INSTRUCTIONS
1) Using the amplifier thread, decide whether each statement agrees with it: (a) Bayboy paid $150 shipped for the Cadence F100-5. (b) AAAAAAA claims class D amps improve radio reception. (c) According to gijoe, class D used to be great for high frequencies. For each, answer yes or no and quote the words of the thread that decide it.
2) Retype the amplifier thread word for word, everything from "I think one" down to "more efficient amp.".

#### SOURCE PASSAGE

I will use an Audison Voce AV due and compare to Rockford Fosgate's Prime R1200 class D then saying the Rockford amp was rubbish.


----------



## AAAAAAA (Oct 5, 2007)

One reason to stay AB I suppose is that class D amps destroy radio reception.


----------



## Bayboy (Dec 29, 2010)

Man.... just buy what you want & can afford. As long as you use it within it's limits and are satisfied, then who is anyone else to say. I still run a Cadence F100-5 I bought for $150 shipped and it sounds powerful enough, can drive most mids to their potential, drives 2 Peerless XXLS without overheating & shutting down, and has cleanly done so for the past couple of years. I do plan to switch it out for two class D JBL, but only for crossover & aesthetic reasons. Other than that... I don't feel the need to chase behind sonic signatures. That's what DSP and specific drivers are for IMO.


----------



## JSM-FA5 (Nov 18, 2012)

Oh I'll run class D. No doubt. Just cause I can't afford most A/B. I was just wondering for my knowledge why people run Class A/B if they aren't as efficient as class D.


----------



## Bayboy (Dec 29, 2010)

My only logic to that question is either cost, sonic signature, and possibly features that a comparable class D doesn't have. Everyone will have their own justifications for their choices, but that doesn't make it a hard fast rule for the rest. It is too subjective at that point.


----------



## WestCo (Aug 19, 2012)

JSM-FA5 said:


> Before I get flamed this is not a which is better post. I have done some research. From what I have read/seen I have come to this.
> 
> Class D is the most efficient class of amps. Also tends to run cooler for longer so most of the time additional fans are not necessary. With that being said why do people choose to run anything other than class D? I have also read multiple times there is no audible difference if both class amps are of good quality.
> 
> Is it just for bragging rights and the appearance its self? Or have I missed or misunderstood what I have read?


For many applications, good amps will sound close enough to eachother to go with the cheaper option (or more energy efficient option). 

It takes considerable time and effort to acquire really unique amps that will stand out from the crowd sonically and noticeably. Often times this requires that the amp is modified.


----------



## gijoe (Mar 25, 2008)

JSM-FA5 said:


> Oh I'll run class D. No doubt. Just cause I can't afford most A/B. I was just wondering for my knowledge why people run Class A/B if they aren't as efficient as class D.


I think one of the big reasons is that up until the last few years, fullrange class D hadn't really been perfected. Class D used to be great for low frequencies, but could not cleanly play high frequencies. That has changed and class D has gotten very good, but there are a TON of A/B amps around, so it can be pretty cheap to pick up a good A/B amp. 

There are obviously other differences between the two, but there are plenty of people who still don't think that class D is sufficient for fullrange, while many others are perfectly happy with class D and get a much smaller, more efficient amp.

########
#### EXTRACTED DATA

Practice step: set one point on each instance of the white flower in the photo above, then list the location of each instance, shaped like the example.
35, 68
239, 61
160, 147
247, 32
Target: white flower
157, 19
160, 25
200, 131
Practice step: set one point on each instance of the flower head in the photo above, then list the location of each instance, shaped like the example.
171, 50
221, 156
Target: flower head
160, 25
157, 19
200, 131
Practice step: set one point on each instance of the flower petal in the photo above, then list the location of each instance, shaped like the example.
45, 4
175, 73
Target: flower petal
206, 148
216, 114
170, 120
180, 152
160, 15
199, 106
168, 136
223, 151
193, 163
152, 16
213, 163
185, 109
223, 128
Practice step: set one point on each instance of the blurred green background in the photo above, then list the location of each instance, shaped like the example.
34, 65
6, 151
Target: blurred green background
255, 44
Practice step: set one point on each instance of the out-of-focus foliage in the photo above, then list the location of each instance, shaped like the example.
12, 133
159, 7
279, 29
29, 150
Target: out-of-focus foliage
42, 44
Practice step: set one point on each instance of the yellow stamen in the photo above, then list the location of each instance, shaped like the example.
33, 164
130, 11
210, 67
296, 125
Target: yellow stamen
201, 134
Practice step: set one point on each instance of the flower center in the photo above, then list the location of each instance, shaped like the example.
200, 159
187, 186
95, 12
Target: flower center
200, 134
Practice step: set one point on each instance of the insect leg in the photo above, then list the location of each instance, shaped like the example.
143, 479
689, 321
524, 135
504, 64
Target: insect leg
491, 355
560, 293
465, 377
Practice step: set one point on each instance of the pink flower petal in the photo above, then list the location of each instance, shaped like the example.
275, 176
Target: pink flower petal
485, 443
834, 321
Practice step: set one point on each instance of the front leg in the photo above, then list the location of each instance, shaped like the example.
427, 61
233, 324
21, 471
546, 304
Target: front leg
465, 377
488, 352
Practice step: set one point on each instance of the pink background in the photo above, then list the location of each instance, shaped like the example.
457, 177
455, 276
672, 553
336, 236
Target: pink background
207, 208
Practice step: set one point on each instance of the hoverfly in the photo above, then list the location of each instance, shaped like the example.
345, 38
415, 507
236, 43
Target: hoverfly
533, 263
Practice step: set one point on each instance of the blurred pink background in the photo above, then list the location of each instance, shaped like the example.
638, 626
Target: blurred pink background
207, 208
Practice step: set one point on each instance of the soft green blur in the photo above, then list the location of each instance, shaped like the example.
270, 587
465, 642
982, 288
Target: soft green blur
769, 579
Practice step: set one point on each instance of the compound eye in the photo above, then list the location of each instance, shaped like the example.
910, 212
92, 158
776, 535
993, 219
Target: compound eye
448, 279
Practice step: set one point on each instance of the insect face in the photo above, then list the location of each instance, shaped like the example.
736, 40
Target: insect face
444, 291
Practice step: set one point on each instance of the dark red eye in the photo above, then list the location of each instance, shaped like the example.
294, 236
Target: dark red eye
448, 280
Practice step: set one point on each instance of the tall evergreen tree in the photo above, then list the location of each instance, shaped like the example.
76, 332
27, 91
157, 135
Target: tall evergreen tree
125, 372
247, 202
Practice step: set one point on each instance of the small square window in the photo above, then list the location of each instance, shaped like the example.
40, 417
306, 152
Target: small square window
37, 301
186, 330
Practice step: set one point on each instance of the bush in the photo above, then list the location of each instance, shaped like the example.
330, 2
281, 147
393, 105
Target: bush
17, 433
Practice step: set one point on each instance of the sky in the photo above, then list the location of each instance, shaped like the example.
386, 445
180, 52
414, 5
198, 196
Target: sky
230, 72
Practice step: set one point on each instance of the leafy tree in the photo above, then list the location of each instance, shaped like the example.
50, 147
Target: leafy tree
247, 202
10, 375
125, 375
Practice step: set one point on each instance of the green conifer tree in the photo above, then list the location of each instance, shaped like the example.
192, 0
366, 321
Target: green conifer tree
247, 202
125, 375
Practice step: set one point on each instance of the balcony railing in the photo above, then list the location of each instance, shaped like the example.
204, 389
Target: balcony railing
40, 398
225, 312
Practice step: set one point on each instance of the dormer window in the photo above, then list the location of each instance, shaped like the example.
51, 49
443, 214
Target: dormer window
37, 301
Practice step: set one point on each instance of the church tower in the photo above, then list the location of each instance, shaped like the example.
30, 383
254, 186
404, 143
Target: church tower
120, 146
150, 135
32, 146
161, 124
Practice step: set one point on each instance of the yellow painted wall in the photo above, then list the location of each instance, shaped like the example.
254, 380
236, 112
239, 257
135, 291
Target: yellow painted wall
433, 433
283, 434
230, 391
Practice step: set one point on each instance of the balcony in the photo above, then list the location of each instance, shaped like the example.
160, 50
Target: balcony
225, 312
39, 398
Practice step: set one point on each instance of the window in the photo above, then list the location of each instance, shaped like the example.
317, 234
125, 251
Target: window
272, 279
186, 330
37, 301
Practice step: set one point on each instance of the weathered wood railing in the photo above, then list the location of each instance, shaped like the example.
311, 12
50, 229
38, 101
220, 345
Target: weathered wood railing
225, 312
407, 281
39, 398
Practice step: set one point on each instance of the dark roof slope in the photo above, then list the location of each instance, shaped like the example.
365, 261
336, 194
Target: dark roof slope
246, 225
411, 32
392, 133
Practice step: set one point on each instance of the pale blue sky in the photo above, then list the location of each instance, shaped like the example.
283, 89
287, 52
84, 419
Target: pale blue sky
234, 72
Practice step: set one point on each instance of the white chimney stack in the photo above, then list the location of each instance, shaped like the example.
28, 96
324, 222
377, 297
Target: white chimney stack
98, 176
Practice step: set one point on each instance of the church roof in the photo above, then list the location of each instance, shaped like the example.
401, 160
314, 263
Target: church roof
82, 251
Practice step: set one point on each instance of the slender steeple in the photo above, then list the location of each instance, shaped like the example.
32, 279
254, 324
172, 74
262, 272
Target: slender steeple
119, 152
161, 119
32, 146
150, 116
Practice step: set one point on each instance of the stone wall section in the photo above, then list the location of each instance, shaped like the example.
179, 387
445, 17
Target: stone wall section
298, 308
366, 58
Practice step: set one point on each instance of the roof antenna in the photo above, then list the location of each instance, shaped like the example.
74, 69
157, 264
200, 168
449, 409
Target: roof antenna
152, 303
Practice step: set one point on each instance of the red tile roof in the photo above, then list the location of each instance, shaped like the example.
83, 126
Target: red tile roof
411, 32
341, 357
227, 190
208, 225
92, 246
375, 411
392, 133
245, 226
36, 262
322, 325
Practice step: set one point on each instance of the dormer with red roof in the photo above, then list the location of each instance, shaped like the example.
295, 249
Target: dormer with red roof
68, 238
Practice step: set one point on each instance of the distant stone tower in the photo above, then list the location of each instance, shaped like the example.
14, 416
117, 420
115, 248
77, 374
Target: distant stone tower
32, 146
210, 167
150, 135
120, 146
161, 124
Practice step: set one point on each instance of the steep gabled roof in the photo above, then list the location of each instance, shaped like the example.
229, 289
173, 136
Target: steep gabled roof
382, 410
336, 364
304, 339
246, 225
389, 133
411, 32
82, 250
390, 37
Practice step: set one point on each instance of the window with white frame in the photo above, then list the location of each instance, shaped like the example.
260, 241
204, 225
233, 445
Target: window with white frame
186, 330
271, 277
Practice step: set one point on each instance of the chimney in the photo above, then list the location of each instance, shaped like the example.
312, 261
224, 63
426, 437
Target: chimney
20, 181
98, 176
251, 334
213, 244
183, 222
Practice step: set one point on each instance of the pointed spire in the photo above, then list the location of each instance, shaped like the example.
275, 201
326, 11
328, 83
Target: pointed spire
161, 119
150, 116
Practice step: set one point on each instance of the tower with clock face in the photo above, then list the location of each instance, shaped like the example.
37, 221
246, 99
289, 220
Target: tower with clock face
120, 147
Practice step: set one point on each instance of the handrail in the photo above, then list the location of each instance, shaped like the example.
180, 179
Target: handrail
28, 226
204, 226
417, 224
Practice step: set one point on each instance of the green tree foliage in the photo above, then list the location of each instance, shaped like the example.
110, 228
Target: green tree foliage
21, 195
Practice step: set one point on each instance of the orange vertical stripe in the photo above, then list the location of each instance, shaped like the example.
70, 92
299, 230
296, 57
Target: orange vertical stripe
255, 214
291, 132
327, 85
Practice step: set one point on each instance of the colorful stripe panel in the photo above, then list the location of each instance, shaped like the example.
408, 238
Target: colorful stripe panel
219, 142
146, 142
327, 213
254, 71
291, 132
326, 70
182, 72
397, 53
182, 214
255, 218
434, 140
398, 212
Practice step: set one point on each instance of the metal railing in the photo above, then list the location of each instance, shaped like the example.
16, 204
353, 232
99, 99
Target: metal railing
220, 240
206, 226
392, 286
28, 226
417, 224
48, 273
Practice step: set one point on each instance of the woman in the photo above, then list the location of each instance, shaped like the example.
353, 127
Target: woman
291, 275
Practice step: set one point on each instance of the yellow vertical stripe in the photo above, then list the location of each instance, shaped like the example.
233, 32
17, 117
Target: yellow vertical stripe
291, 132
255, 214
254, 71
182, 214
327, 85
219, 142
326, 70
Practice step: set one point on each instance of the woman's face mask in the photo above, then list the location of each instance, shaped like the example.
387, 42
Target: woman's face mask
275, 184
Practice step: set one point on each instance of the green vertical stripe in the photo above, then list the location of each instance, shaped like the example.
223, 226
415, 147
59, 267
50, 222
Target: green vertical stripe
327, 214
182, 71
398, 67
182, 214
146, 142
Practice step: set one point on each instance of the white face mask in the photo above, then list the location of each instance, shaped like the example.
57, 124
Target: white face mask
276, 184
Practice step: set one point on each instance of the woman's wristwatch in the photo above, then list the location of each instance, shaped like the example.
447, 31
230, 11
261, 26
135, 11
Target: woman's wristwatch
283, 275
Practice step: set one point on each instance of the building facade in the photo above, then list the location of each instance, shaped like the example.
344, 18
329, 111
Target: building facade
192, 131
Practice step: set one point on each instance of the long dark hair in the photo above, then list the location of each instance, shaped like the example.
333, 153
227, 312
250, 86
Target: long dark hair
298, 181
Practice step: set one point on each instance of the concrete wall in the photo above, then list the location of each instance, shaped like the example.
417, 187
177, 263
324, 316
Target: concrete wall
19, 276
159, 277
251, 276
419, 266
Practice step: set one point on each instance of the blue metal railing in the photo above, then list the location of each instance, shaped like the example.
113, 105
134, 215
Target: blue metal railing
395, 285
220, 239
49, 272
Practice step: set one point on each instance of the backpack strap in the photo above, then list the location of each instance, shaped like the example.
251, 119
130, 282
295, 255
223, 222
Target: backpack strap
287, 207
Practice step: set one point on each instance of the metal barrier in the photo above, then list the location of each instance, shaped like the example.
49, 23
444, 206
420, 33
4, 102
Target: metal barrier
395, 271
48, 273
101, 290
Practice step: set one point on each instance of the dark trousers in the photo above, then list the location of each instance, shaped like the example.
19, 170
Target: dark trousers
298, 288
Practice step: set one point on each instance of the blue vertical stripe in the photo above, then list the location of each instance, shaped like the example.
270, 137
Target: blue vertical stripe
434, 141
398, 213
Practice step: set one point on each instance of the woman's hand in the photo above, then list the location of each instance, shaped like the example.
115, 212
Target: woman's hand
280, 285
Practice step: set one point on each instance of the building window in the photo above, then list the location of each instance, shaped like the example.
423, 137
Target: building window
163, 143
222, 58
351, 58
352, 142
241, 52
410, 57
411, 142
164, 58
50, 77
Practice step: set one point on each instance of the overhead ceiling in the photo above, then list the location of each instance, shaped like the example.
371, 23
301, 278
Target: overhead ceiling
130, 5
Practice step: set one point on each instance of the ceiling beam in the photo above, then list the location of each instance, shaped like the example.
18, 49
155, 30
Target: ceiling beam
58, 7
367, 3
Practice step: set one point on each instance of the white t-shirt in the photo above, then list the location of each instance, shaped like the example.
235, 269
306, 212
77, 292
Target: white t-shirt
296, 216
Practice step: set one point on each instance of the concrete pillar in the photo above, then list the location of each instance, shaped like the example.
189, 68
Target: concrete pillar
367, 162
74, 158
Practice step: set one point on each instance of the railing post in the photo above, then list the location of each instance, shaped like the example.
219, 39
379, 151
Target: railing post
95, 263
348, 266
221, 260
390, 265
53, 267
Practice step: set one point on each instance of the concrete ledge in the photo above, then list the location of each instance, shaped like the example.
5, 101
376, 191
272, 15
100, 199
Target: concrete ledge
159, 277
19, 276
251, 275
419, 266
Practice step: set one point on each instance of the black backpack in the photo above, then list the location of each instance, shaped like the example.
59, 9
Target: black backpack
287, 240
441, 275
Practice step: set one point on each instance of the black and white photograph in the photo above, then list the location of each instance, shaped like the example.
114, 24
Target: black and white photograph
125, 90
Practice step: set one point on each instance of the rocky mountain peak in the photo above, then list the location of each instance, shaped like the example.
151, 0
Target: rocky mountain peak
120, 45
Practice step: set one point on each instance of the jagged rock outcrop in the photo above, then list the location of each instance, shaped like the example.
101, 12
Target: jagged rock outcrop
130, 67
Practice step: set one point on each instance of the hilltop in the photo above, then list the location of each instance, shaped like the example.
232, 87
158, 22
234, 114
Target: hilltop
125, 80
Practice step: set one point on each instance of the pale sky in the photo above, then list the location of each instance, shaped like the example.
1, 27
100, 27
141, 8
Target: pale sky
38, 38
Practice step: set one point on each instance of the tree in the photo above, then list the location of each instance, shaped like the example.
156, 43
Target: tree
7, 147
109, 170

########

RESPONSES BY TASK
1)
(a) Yes: "I still run a Cadence F100-5 I bought for $150 shipped"
(b) No: "class D amps destroy radio reception."
(c) No: "Class D used to be great for low frequencies, but could not cleanly play high frequencies."

2)
I think one of the big reasons is that up until the last few years, fullrange class D hadn't really been perfected. Class D used to be great for low frequencies, but could not cleanly play high frequencies. That has changed and class D has gotten very good, but there are a TON of A/B amps around, so it can be pretty cheap to pick up a good A/B amp. 

There are obviously other differences between the two, but there are plenty of people who still don't think that class D is sufficient for fullrange, while many others are perfectly happy with class D and get a much smaller, more efficient amp.